*Selected extract*

By Stanley Zale, Principal Consultant, Hill & Co.
The diamond, gemstone and jewelry industry has been hitting some headwinds recently.
As the economy slows, we are seeing evidence of some stress points as publicly traded companies report their results.
For instance, De Beers sales of rough diamonds at their 9th Sight of the year fell 62% from the previous Sight. At just $80M, this Sights’ sales were the lowest since individual Sight sales first began being reported in 2016.
Exports of diamonds from India in October dropped 33% from the same period last year.
The knee-jerk reaction to such business headwinds is to batten down the hatches, hunker down and brace yourself while you passively wait for the economy to turn around. But being the optimist as I am, I’m always looking for ways to turn those lemons into lemonade!
To take that even further, here’s a strategy I adopted during the great recession: don’t waste a good crisis.
Use this time to clean house, just like many of us did (often literally) during the initial period of the Covid lockdown. One approach, since earnings are down anyway, is to take the short-term hit to expedite getting rid of all your old and non-performing inventory. Doing this in a strategic and well-executed way will improve your liquidity so you are prepared to capitalize on a rising economy as soon as business starts to turn around.
Also consider your business development strategy during these times. Marketing expenses are an easy target to cut back on because it’s difficult to get, or measure, immediate results. Yet it’s how you strategize and plan that part of your business, especially during times when others have gone “quiet” and you can fill the void in the jewelry marketing sphere, that will help you stand out from the crowd; not only when things turn around, but now as well.
And when business does turn around, approach that surge in growth with prudence. Remember that what goes up will come down and all parties will eventually come to an end. You don’t want to wake up with a hangover during that next cyclical downturn. Because there will always be these cycles. Finding ways to hedge your market position might appear to limit your growth during boom times, but will also limit your downside risk during bear markets.
To that end, inventory management is key. The old days of making profit on inventory value appreciation are gone. Too much of our business is cyclical in nature today. That brings into consideration both costing and sell price strategies that are driven and measured by data analytics. Inventory turn is key, and when analyzed and leveraged along with an eye on margins, will contribute to maximizing profitability. There are also oft-forgotten costs to carrying dead inventory, including inflated valuation that affects insurance premiums, over-assortment that confuses or disengages your customer, and more.
Be prudent and strategic in how you run your business, especially during difficult business cycles. It’s a great time to consult with those who have decades of experience. Benefit from their insights and street smarts earned at the school of hard knocks. I’ve been very fortunate to have had some great teachers and mentors in my career and have learned at least as much during difficult times as I have during boom years.
Sounds like it’s a good time for a nice glass of lemonade!!

*Required actions*
1 > In the jewelry-industry article, by what percentage did De Beers' rough diamond sales at the 9th Sight of the year fall from the previous Sight?
2 > Rewrite the part of the jewelry-industry article that opens with "Exports of diamonds" and closes with "a good crisis.", putting "realist" in place of "optimist".
The listing plays no part in any of this.

*Source information*
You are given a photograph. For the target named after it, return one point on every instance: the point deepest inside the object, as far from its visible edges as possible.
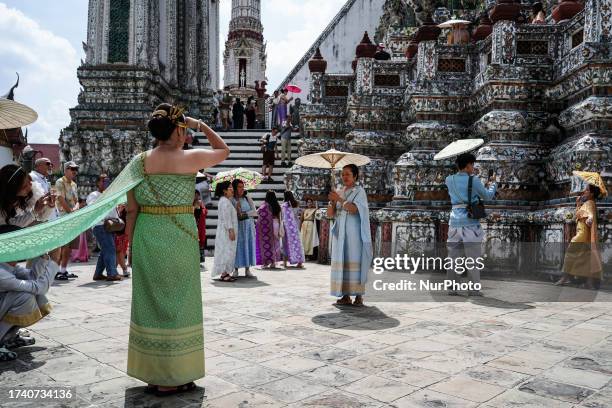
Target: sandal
(19, 341)
(150, 389)
(178, 390)
(7, 355)
(345, 302)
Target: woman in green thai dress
(166, 345)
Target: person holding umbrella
(582, 257)
(351, 239)
(269, 148)
(283, 103)
(245, 247)
(225, 237)
(350, 233)
(466, 191)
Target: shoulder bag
(475, 211)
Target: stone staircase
(245, 152)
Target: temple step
(246, 153)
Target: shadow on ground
(356, 318)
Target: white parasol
(15, 115)
(332, 159)
(459, 147)
(454, 22)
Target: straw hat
(332, 159)
(593, 178)
(459, 147)
(15, 115)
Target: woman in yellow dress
(582, 256)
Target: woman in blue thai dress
(245, 251)
(351, 239)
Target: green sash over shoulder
(39, 239)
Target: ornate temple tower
(139, 53)
(245, 52)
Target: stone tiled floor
(279, 342)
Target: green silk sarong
(34, 241)
(166, 344)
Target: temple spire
(245, 52)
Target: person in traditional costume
(107, 260)
(251, 112)
(308, 229)
(164, 252)
(582, 258)
(200, 212)
(283, 104)
(22, 299)
(238, 114)
(268, 232)
(67, 202)
(293, 252)
(465, 234)
(245, 248)
(351, 239)
(269, 143)
(274, 101)
(225, 237)
(537, 10)
(122, 243)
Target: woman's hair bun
(160, 125)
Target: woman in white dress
(225, 238)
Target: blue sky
(42, 41)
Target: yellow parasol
(332, 159)
(593, 178)
(15, 115)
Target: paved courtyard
(279, 342)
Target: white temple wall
(339, 40)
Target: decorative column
(598, 21)
(139, 33)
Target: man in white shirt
(203, 186)
(22, 299)
(40, 174)
(106, 240)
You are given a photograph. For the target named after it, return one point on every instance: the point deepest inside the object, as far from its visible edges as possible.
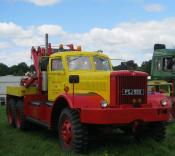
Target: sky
(123, 29)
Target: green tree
(146, 66)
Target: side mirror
(159, 46)
(74, 79)
(43, 62)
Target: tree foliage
(131, 65)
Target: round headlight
(104, 104)
(164, 102)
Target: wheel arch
(59, 104)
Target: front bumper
(124, 115)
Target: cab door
(56, 78)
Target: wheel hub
(66, 132)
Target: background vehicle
(74, 92)
(160, 86)
(163, 64)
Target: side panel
(35, 107)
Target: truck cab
(74, 91)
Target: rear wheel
(11, 112)
(21, 122)
(72, 134)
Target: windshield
(79, 63)
(101, 63)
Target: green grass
(40, 142)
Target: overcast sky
(123, 29)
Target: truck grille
(137, 86)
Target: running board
(37, 122)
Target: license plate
(133, 92)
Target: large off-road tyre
(11, 112)
(73, 135)
(157, 131)
(21, 122)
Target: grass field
(40, 142)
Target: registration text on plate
(132, 91)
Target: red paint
(123, 116)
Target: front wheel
(73, 135)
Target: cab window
(56, 64)
(79, 63)
(101, 63)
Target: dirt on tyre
(21, 122)
(11, 112)
(73, 135)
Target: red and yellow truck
(73, 90)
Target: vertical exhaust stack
(44, 73)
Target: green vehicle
(163, 65)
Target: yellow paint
(91, 81)
(20, 91)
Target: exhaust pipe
(46, 43)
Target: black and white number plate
(132, 91)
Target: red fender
(81, 100)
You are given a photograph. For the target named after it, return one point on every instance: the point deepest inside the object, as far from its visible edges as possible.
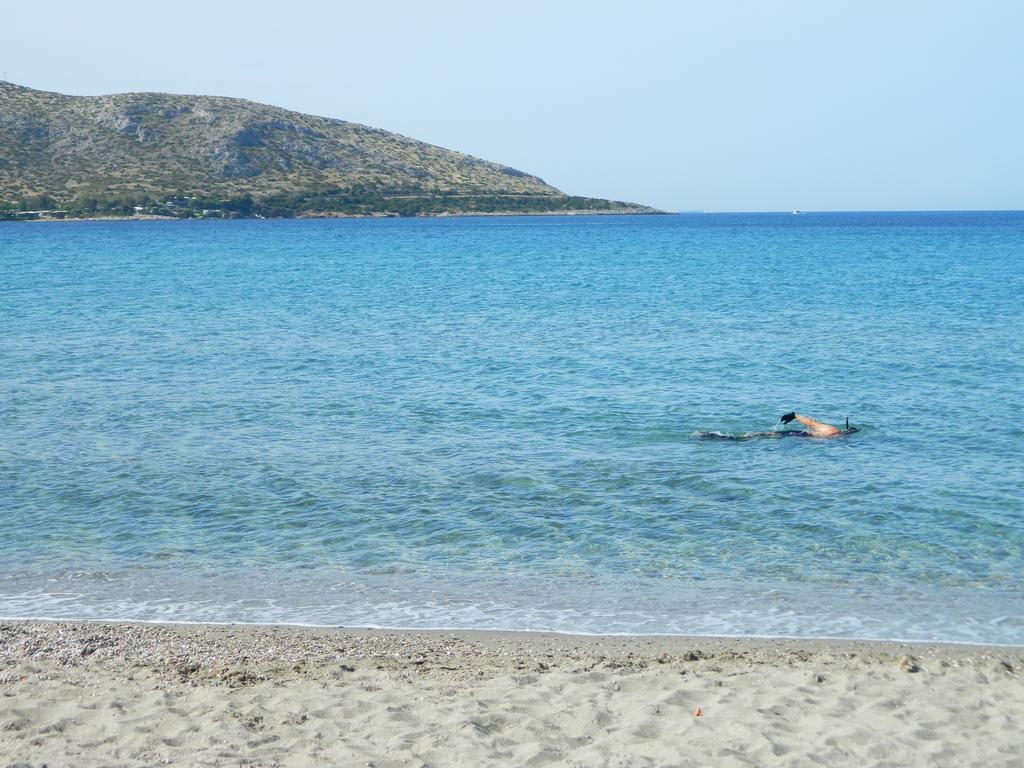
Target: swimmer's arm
(816, 427)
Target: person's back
(814, 428)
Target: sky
(726, 105)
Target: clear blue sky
(716, 105)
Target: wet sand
(91, 693)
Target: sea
(500, 423)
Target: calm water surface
(491, 423)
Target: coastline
(77, 692)
(467, 214)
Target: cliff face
(69, 147)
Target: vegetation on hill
(203, 156)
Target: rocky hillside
(75, 151)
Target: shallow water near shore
(493, 423)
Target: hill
(158, 153)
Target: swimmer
(813, 427)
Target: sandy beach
(90, 693)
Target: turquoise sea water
(492, 423)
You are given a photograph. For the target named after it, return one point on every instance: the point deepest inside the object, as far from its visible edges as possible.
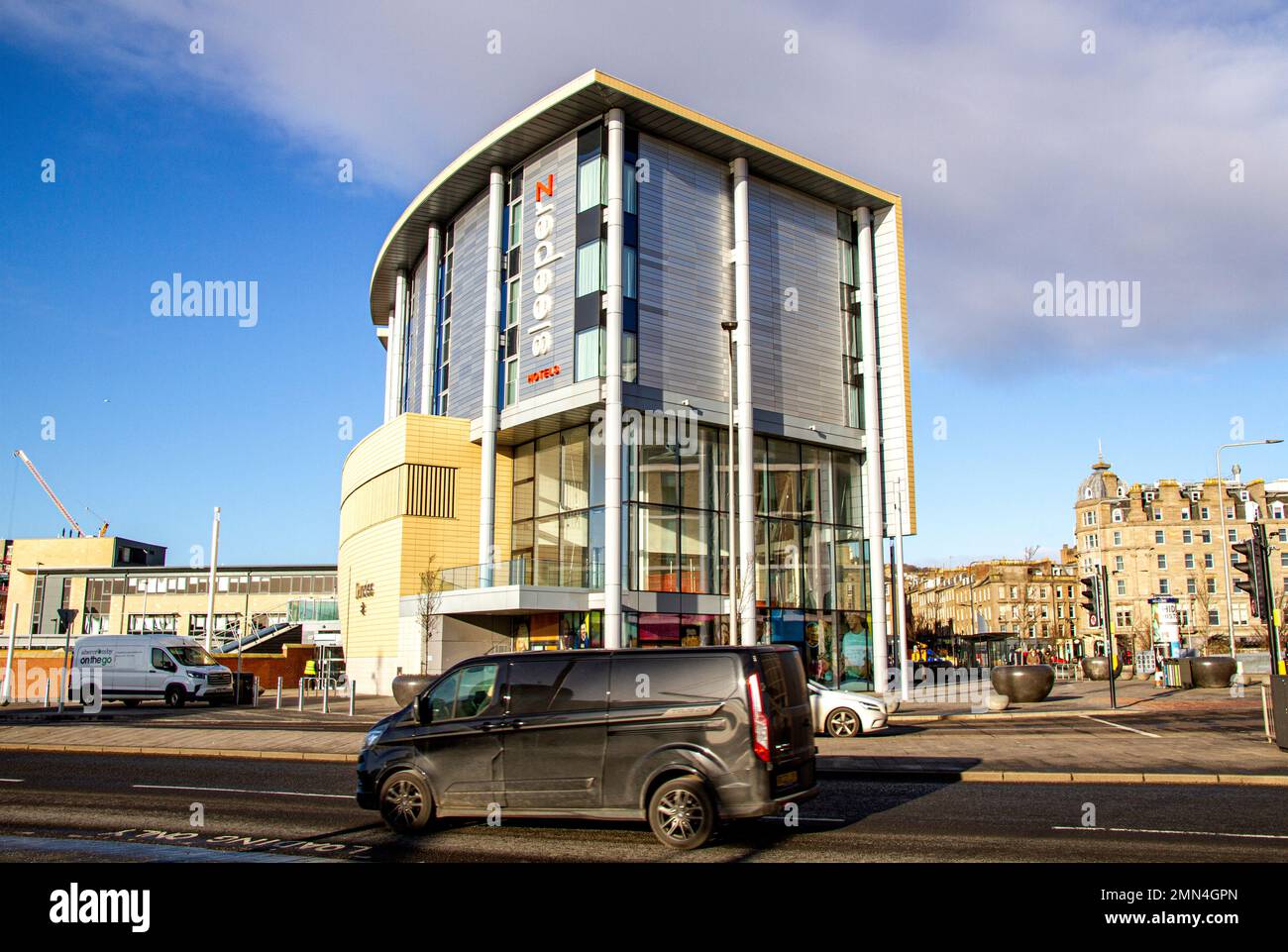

*Exercise results*
1 > 62%

2 >
Exports of diamonds from India in October dropped 33% from the same period last year.
The knee-jerk reaction to such business headwinds is to batten down the hatches, hunker down and brace yourself while you passively wait for the economy to turn around. But being the realist as I am, I’m always looking for ways to turn those lemons into lemonade!
To take that even further, here’s a strategy I adopted during the great recession: don’t waste a good crisis.